━━━━━ Records for the task ━━━━━

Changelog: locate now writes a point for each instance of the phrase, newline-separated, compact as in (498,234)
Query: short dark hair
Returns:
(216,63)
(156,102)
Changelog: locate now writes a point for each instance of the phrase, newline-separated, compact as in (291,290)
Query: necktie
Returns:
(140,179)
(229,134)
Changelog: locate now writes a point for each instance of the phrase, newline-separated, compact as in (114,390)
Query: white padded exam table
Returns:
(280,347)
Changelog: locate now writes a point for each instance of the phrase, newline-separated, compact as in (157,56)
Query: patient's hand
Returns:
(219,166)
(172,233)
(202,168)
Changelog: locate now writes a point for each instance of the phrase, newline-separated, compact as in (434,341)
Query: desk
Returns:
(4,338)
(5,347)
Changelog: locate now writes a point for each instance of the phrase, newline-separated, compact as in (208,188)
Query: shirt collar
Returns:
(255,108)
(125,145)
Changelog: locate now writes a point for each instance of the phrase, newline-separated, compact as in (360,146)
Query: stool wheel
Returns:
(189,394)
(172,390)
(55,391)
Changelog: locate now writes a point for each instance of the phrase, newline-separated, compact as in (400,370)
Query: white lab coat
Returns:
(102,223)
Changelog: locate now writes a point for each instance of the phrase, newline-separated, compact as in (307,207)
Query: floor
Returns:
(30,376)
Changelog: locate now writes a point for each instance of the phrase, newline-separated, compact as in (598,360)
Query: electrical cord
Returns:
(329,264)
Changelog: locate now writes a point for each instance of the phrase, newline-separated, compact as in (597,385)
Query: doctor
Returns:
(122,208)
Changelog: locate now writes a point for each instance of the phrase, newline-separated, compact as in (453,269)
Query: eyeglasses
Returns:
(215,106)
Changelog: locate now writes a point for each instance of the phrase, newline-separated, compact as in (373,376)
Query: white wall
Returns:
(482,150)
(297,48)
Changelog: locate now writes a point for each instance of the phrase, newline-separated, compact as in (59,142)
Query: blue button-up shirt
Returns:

━━━━━

• Task description:
Copy down the material exactly as written.

• Task response:
Changelog: locate now writes a point for each instance of the phrase, newline-separated, compact as in (498,234)
Query: short dark hair
Returns:
(216,63)
(156,102)
Changelog: locate now writes a point for each instance of the phrase, newline-separated, compact as in (291,290)
Query: necktie
Returns:
(140,179)
(229,134)
Changelog: locate now writes a point for each instance of the phrase, newline-separated, compact as in (114,390)
Query: white padded exam table
Returns:
(280,347)
Changelog: locate now writes a point for each instance of the phrase, newline-separated, compact as in (157,56)
Query: patient's hand
Returns:
(219,166)
(172,233)
(202,168)
Changelog: locate now writes a point for each instance of the phrase, newline-separated, compact as in (434,341)
Query: desk
Returns:
(4,338)
(5,347)
Changelog: locate now writes a point for each instance of the phrase, newline-separated, compact as in (208,188)
Query: shirt collar
Returns:
(255,108)
(125,145)
Changelog: locate now writes a point for each instance of the phrase, newline-separated, compact as in (360,146)
Query: stool wheel
Returns:
(189,394)
(172,390)
(55,391)
Changelog: locate now writes a point for each instance of the phrase, newline-separated, compact as in (400,370)
Query: white lab coat
Returns:
(102,223)
Changelog: locate now writes a point for each instance of the phrase, newline-separated, compact as in (307,207)
Query: floor
Returns:
(30,376)
Changelog: locate now writes a point for each instance of the phrase, newline-separated, compact as in (598,360)
Query: electrical cord
Returns:
(329,264)
Changelog: locate now writes a point for each instance of the phrase, newline-separated, compact as in (597,385)
Query: doctor
Returns:
(122,208)
Changelog: locate now writes a point for each instance of the phrase, newline-separated, compact as in (453,269)
Query: eyeglasses
Returns:
(215,106)
Changelog: locate now writes a point for each instance of the phrase, newline-separated, compact as in (373,376)
Query: white wall
Returns:
(482,150)
(297,48)
Changelog: locate now writes a point for each instance of the phrase, newline-separated, compact as in (59,142)
Query: blue button-up shirt
Returns:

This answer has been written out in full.